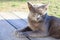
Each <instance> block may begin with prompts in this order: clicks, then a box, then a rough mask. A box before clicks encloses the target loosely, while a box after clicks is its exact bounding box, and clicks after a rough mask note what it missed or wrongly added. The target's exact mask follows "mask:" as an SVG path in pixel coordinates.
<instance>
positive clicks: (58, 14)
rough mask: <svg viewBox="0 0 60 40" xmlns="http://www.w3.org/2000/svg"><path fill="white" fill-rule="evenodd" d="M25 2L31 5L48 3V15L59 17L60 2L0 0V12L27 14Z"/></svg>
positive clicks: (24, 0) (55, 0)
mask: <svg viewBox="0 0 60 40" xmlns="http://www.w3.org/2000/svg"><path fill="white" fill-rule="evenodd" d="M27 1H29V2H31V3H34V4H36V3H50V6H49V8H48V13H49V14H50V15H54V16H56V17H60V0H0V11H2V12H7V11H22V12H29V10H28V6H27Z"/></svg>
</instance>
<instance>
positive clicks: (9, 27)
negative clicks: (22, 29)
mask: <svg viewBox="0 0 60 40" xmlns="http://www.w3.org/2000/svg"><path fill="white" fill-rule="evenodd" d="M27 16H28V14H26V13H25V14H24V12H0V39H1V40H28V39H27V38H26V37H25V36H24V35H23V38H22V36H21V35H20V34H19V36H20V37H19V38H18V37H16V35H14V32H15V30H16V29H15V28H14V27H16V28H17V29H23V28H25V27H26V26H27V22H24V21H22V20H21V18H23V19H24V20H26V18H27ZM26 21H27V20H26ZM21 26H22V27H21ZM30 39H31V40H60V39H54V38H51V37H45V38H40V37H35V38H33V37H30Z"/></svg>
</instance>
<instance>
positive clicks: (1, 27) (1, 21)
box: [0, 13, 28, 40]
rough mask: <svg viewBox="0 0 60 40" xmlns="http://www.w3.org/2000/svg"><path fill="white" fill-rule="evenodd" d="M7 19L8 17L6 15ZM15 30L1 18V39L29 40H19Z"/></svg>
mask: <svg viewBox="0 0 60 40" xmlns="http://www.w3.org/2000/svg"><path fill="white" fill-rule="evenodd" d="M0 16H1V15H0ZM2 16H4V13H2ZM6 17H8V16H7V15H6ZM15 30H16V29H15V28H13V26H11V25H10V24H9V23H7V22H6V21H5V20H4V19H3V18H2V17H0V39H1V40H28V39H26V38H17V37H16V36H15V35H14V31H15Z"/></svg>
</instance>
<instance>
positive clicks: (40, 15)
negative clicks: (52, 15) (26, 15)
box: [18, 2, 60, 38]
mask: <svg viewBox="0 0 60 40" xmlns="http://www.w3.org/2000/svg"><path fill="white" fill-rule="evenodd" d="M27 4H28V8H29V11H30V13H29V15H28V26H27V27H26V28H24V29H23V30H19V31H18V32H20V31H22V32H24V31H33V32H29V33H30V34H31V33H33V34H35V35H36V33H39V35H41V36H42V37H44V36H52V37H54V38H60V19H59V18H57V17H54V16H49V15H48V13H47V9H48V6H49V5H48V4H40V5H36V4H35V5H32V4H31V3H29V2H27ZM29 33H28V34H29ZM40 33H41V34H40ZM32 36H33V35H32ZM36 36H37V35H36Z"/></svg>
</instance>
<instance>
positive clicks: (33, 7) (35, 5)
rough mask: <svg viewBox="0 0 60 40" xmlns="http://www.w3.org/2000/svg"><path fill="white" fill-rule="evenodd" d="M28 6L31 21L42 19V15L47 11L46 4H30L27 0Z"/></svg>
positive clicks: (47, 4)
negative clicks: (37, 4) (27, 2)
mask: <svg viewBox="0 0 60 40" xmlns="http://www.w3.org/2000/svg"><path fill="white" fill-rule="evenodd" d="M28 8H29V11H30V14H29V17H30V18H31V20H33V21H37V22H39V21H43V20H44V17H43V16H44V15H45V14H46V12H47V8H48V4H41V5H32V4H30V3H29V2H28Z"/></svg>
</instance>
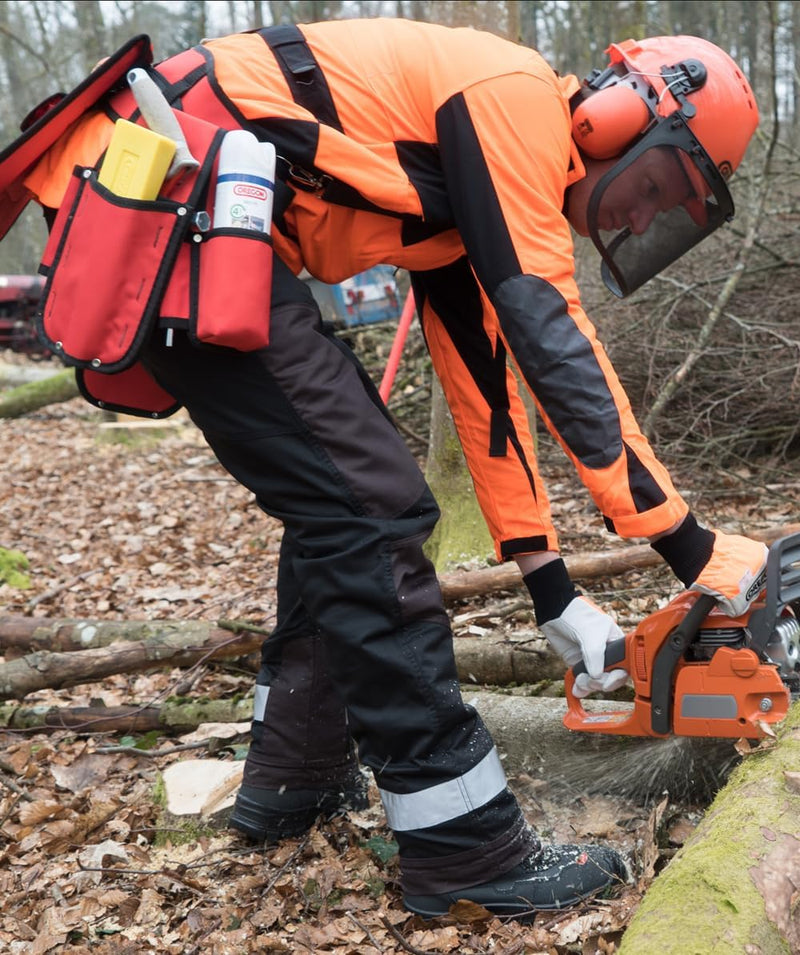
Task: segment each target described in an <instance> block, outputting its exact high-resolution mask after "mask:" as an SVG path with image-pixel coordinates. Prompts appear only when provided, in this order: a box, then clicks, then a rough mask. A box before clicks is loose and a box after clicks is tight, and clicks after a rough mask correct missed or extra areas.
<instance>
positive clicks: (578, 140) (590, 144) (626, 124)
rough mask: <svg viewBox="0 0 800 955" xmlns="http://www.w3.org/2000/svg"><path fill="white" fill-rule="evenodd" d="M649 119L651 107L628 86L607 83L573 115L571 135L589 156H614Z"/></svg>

▶ **THE TASK**
Please print every record exactly, leaving out the pictures.

▶ **WRITTEN SOLUTION**
Each <instance> block may begin with prompts in this order: clicks, then a box, then a rough mask. A box before clicks encloses the target loosely, while a box after clicks is its exact bounding box, and clicks after a rough mask note what it missed or wrongly added. The target's exact mask follows "mask:" as an SVG path in pixel coordinates.
<instance>
positive clicks: (58, 14)
rough mask: <svg viewBox="0 0 60 40" xmlns="http://www.w3.org/2000/svg"><path fill="white" fill-rule="evenodd" d="M25 2L31 5L48 3V15L59 17L60 2L0 0V12L27 14Z"/></svg>
positive clicks: (24, 0) (55, 0)
mask: <svg viewBox="0 0 60 40" xmlns="http://www.w3.org/2000/svg"><path fill="white" fill-rule="evenodd" d="M27 1H29V2H31V3H34V4H36V3H50V6H49V8H48V13H49V14H50V15H54V16H56V17H60V0H0V11H2V12H7V11H22V12H29V10H28V6H27Z"/></svg>
</instance>
<instance>
positive clicks: (9, 27)
negative clicks: (22, 29)
mask: <svg viewBox="0 0 60 40" xmlns="http://www.w3.org/2000/svg"><path fill="white" fill-rule="evenodd" d="M27 16H28V14H26V13H25V14H24V12H0V39H1V40H28V39H27V38H26V37H25V36H24V35H23V38H22V36H21V35H20V34H19V36H20V37H19V38H18V37H16V35H14V32H15V30H16V29H15V28H14V27H16V28H17V29H23V28H25V27H26V26H27V22H24V21H22V20H21V18H23V19H24V20H26V18H27ZM26 21H27V20H26ZM21 26H22V27H21ZM30 39H31V40H60V39H54V38H51V37H45V38H40V37H35V38H33V37H30Z"/></svg>
</instance>
<instance>
positive clicks: (1, 27) (1, 21)
box: [0, 13, 28, 40]
rough mask: <svg viewBox="0 0 60 40" xmlns="http://www.w3.org/2000/svg"><path fill="white" fill-rule="evenodd" d="M7 19L8 17L6 15ZM15 30L1 18V39L29 40H19Z"/></svg>
mask: <svg viewBox="0 0 60 40" xmlns="http://www.w3.org/2000/svg"><path fill="white" fill-rule="evenodd" d="M0 16H1V15H0ZM2 16H4V13H2ZM6 17H8V16H7V15H6ZM15 30H16V29H15V28H13V26H11V25H10V24H9V23H7V22H6V21H5V20H4V19H3V18H2V17H0V39H1V40H28V39H26V38H17V37H16V36H15V35H14V31H15Z"/></svg>
</instance>
<instance>
positive clicks: (40, 15)
negative clicks: (52, 15) (26, 15)
box: [18, 2, 60, 38]
mask: <svg viewBox="0 0 60 40" xmlns="http://www.w3.org/2000/svg"><path fill="white" fill-rule="evenodd" d="M27 4H28V8H29V11H30V13H29V15H28V26H27V27H26V28H24V29H23V30H19V31H18V32H20V31H22V32H24V31H33V32H29V33H30V34H31V33H33V34H35V35H36V33H39V35H41V36H42V37H44V36H52V37H54V38H60V19H59V18H57V17H54V16H49V15H48V13H47V9H48V6H49V5H48V4H40V5H36V4H35V5H32V4H31V3H29V2H27ZM29 33H28V34H29ZM40 33H41V34H40ZM32 36H33V35H32ZM36 36H37V35H36Z"/></svg>
</instance>
<instance>
positive clicks: (33, 7) (35, 5)
rough mask: <svg viewBox="0 0 60 40" xmlns="http://www.w3.org/2000/svg"><path fill="white" fill-rule="evenodd" d="M28 6L31 21L42 19V15L47 11L46 4H30L27 0Z"/></svg>
positive clicks: (47, 4)
negative clicks: (37, 4) (27, 2)
mask: <svg viewBox="0 0 60 40" xmlns="http://www.w3.org/2000/svg"><path fill="white" fill-rule="evenodd" d="M28 8H29V11H30V14H29V17H30V18H31V20H33V21H37V22H39V21H43V20H44V17H43V16H44V15H45V14H46V12H47V8H48V4H41V5H32V4H30V3H29V2H28Z"/></svg>
</instance>
Task: segment each target described in an <instance> block, outputting its exact high-resolution mask after "mask:" as an SVG path with image-pixel coordinates. Prompts appear only when provided, in this order: a box, then clicks, then a rough mask. A box before clicks is loose and a box after clicks is tight, and clicks after a rough mask correct missed or extra areas.
<instance>
positive clicks: (578, 140) (590, 144) (626, 124)
rough mask: <svg viewBox="0 0 800 955" xmlns="http://www.w3.org/2000/svg"><path fill="white" fill-rule="evenodd" d="M649 119L651 107L628 86L607 83L573 115L571 135L589 156H614Z"/></svg>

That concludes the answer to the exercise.